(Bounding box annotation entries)
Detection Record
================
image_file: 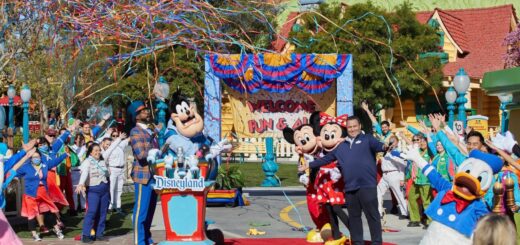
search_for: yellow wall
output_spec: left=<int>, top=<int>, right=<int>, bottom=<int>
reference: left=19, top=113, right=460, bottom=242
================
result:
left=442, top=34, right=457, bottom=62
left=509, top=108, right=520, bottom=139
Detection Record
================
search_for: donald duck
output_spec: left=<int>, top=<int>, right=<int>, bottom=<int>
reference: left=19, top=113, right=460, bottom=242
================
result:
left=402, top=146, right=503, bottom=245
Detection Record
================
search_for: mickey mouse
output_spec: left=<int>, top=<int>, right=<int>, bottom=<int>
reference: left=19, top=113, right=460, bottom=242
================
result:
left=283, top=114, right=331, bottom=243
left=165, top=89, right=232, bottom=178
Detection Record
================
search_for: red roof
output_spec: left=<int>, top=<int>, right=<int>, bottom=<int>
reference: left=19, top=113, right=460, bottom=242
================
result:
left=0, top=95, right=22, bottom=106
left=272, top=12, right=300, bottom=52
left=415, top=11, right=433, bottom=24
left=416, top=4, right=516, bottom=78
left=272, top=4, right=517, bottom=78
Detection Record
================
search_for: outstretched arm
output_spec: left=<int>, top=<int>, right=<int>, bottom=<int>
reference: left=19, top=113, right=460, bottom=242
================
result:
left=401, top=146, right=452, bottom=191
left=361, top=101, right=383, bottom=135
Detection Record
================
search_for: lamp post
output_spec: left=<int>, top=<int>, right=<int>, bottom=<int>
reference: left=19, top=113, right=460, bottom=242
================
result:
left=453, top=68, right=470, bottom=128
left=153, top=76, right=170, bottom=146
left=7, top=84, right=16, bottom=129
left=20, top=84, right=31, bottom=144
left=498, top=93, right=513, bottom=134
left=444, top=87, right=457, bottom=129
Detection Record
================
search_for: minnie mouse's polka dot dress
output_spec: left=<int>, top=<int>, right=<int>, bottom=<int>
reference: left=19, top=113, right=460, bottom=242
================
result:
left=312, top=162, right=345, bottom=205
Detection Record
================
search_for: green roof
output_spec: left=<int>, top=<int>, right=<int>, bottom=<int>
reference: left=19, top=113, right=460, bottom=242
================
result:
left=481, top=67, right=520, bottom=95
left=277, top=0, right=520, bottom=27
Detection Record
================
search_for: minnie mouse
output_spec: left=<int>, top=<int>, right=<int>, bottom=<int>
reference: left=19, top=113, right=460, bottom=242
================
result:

Exercise aim:
Please retype all of the material above word for word, leaving out the pictures.

Answer to this exercise:
Detection Record
================
image_file: 
search_for: yellow wall
output_spec: left=<int>, top=<int>, right=<int>, bottom=<int>
reference: left=19, top=113, right=460, bottom=242
================
result:
left=442, top=34, right=457, bottom=62
left=509, top=108, right=520, bottom=139
Detection Record
================
search_for: donald duck
output_spec: left=<int>, top=<int>, right=<int>, bottom=<int>
reference: left=19, top=113, right=460, bottom=242
================
result:
left=402, top=146, right=503, bottom=245
Detection Record
================
search_for: mickey mouse
output_spec: left=<int>, top=<int>, right=<int>, bottom=<int>
reference: left=19, top=113, right=460, bottom=242
================
result:
left=283, top=114, right=331, bottom=243
left=165, top=89, right=232, bottom=178
Detection Record
================
search_for: red roof
output_spec: left=<int>, top=<int>, right=<int>, bottom=<int>
reference: left=19, top=113, right=460, bottom=242
================
result:
left=0, top=95, right=22, bottom=106
left=272, top=12, right=300, bottom=52
left=415, top=11, right=433, bottom=24
left=416, top=4, right=516, bottom=78
left=272, top=4, right=517, bottom=78
Detection Record
================
search_for: outstretched arm
output_spec: left=<int>, top=<int>, right=<int>, bottom=<int>
reference: left=19, top=113, right=460, bottom=242
================
result:
left=401, top=146, right=452, bottom=191
left=361, top=101, right=383, bottom=135
Detection Record
================
search_for: lamp post
output_spec: left=<int>, top=<int>, right=<int>, bottom=<int>
reference: left=19, top=113, right=460, bottom=242
================
result:
left=453, top=68, right=470, bottom=128
left=153, top=76, right=170, bottom=146
left=7, top=84, right=16, bottom=129
left=20, top=84, right=31, bottom=144
left=498, top=93, right=513, bottom=134
left=444, top=87, right=457, bottom=129
Detection Record
================
search_for: minnie mouse's polka dot dress
output_spec: left=<int>, top=<int>, right=<int>, bottom=<int>
reference: left=19, top=113, right=460, bottom=242
================
result:
left=312, top=162, right=345, bottom=205
Detection Record
================
search_for: green roof
output_spec: left=<int>, top=<int>, right=<int>, bottom=<int>
reference: left=19, top=113, right=460, bottom=242
================
result:
left=481, top=67, right=520, bottom=95
left=277, top=0, right=520, bottom=27
Detection Record
================
search_for: minnie mouse
output_spec: left=<int>, top=<int>, right=<int>, bottom=<int>
reference: left=19, top=113, right=460, bottom=242
================
result:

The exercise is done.